Only an exact copy of the lines beginning at the one that contains "Outline each wooded" and ending at the last line of the records below counts as the answer.

=== Section Start ===

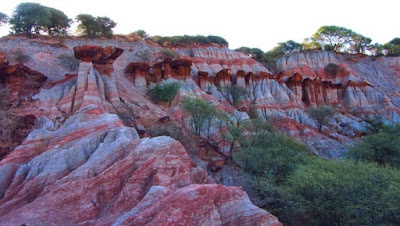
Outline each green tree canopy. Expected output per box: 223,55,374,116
235,47,264,62
152,35,228,47
375,38,400,57
234,132,309,184
312,25,355,52
286,159,400,225
347,124,400,168
131,29,149,39
183,97,216,136
306,105,336,132
350,33,372,54
45,7,71,36
150,82,181,106
9,3,70,36
263,40,302,68
301,38,322,50
10,3,51,35
76,14,116,38
222,84,248,107
389,37,400,46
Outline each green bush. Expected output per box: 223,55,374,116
158,48,178,59
285,159,400,225
131,29,149,39
306,105,336,132
234,133,309,184
57,54,79,71
9,3,70,36
135,50,152,62
222,84,247,107
324,63,340,77
150,82,181,106
76,14,116,38
183,97,216,136
14,50,30,63
153,35,228,47
347,124,400,168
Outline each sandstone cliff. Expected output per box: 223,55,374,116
0,40,280,225
1,35,400,224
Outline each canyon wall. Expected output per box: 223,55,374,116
1,35,400,224
0,42,281,225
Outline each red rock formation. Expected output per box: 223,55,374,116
216,69,232,87
163,58,172,79
73,45,123,64
170,59,192,80
197,71,209,89
301,77,325,106
0,126,280,225
0,63,47,104
125,62,151,88
57,45,125,114
0,52,8,71
152,62,164,83
117,184,281,226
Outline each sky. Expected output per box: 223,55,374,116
0,0,398,51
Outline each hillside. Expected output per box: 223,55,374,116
0,35,399,225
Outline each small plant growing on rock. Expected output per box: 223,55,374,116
57,54,79,71
130,29,149,39
324,63,340,77
222,84,248,107
150,82,181,106
158,48,178,59
135,50,152,62
306,105,336,132
14,50,30,63
114,100,143,128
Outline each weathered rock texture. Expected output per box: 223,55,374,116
0,43,280,225
1,34,400,224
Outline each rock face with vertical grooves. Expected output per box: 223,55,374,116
0,43,281,226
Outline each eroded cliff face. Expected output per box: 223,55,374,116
0,41,281,225
1,35,400,224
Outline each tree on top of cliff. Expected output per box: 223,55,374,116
130,29,149,39
206,35,229,45
45,7,71,36
152,35,228,47
9,3,70,36
9,3,51,35
235,47,264,62
378,38,400,57
350,33,372,54
264,40,302,69
0,12,8,26
311,26,355,52
76,14,116,38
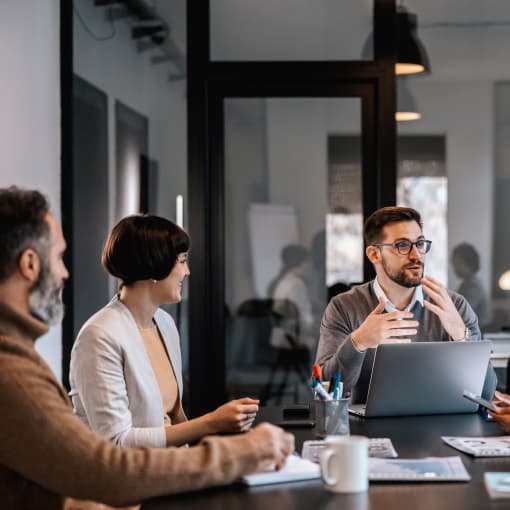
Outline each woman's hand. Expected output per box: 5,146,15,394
205,398,260,434
489,391,510,433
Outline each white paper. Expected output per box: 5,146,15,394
302,438,398,464
484,472,510,499
442,436,510,457
368,456,470,482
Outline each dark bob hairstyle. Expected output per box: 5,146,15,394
102,214,190,286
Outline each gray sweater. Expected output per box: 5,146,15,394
315,281,495,403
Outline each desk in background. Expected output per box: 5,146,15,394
142,407,509,510
485,332,510,368
485,332,510,391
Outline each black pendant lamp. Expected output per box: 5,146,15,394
396,77,421,122
396,6,430,75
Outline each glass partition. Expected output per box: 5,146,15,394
224,97,362,404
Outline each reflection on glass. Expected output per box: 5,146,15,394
397,136,447,285
397,176,447,284
326,213,363,286
452,242,490,329
225,98,362,404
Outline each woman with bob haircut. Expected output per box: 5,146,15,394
69,214,259,447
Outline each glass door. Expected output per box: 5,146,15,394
224,97,363,404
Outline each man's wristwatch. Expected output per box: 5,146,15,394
455,327,470,341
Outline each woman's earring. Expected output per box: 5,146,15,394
152,279,157,284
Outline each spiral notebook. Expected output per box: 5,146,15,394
241,455,320,486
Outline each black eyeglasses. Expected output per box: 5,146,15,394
372,239,432,255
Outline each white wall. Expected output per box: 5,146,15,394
0,1,62,379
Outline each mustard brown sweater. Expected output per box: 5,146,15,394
0,302,265,509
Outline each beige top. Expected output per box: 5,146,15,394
139,324,179,425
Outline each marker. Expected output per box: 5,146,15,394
311,379,333,401
332,371,343,400
311,365,322,398
328,374,337,396
312,364,321,381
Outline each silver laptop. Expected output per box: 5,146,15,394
349,341,492,418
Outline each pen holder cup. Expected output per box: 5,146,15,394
313,398,350,439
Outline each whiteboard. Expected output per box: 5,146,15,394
248,203,298,297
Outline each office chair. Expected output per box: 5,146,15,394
236,298,311,404
235,298,276,367
263,298,311,404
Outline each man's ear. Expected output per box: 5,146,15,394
366,245,380,265
18,249,40,283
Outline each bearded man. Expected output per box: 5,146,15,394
315,206,496,403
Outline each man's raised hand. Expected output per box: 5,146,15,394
351,297,418,351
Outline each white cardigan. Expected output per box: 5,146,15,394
69,296,184,448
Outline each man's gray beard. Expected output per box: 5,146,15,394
381,258,424,288
28,263,64,326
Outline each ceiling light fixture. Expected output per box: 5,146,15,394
396,77,421,122
499,270,510,291
396,6,430,75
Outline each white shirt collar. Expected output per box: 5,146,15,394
373,277,423,312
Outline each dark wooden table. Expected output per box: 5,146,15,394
142,407,510,509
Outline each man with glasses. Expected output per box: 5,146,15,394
315,206,496,403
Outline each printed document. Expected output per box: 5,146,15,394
368,456,470,481
442,436,510,457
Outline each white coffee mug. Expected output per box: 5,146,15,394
320,435,369,493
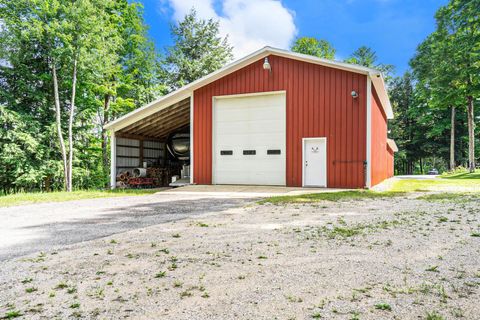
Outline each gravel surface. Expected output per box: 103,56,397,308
0,192,252,261
1,193,479,319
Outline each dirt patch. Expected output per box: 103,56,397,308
1,195,479,319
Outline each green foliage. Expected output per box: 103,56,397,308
291,37,335,59
345,46,395,81
0,0,161,193
162,8,233,90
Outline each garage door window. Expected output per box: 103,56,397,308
267,149,281,155
220,150,233,155
243,150,256,155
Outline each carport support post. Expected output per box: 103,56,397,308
110,131,116,189
189,92,194,184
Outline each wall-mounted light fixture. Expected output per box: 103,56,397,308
351,90,359,99
263,57,271,73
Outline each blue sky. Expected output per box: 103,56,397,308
139,0,448,75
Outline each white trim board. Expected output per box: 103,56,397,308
189,92,194,184
366,77,372,189
104,46,393,133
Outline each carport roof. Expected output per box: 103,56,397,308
105,46,393,133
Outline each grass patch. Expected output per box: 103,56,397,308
416,192,480,202
259,190,405,205
374,303,392,311
0,189,161,208
441,171,480,179
3,310,22,319
391,178,480,193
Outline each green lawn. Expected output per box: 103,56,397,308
0,189,161,208
391,173,480,192
261,172,480,205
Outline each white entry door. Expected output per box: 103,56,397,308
213,92,286,185
303,138,327,187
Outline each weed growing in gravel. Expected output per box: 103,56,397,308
173,280,183,288
69,302,80,309
425,311,444,320
425,265,439,272
180,290,193,298
55,282,68,289
20,278,33,284
155,271,166,278
172,233,181,238
311,312,322,318
286,295,303,303
25,287,37,293
197,222,209,227
3,310,22,319
374,303,392,311
67,287,77,294
157,248,170,254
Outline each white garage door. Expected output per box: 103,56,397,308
213,92,286,185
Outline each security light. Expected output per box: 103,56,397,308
263,57,271,73
351,90,359,98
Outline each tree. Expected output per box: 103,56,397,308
435,0,480,172
162,8,233,91
0,0,161,192
96,0,163,186
345,46,395,82
291,37,335,59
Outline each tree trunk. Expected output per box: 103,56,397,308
102,94,111,187
67,58,78,192
52,62,69,190
419,158,423,175
450,106,456,170
467,96,475,173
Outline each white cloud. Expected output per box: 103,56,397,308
163,0,297,58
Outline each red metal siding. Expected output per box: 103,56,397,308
193,55,367,188
387,148,394,178
370,86,391,186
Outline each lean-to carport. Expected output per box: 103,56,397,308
105,95,193,189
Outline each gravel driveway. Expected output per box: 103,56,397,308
0,191,253,261
1,192,479,319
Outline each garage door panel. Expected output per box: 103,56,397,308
213,92,286,186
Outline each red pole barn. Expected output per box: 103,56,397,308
105,47,396,189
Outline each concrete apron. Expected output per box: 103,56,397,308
161,185,351,198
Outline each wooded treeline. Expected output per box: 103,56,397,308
0,0,478,193
0,2,231,193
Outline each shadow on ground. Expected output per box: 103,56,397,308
0,196,255,261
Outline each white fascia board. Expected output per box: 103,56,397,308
266,47,377,75
105,45,393,132
369,72,394,119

=== Section End ===

◆ Exercise result:
Outline each wooded treeline. Expected output per box: 103,56,397,308
0,0,478,193
0,2,231,193
Outline each shadow on ground. Expected output per box: 103,56,397,308
0,196,255,261
Outline each white fascia board. Expected output per box: 103,56,397,308
266,47,377,75
105,45,393,132
369,72,394,119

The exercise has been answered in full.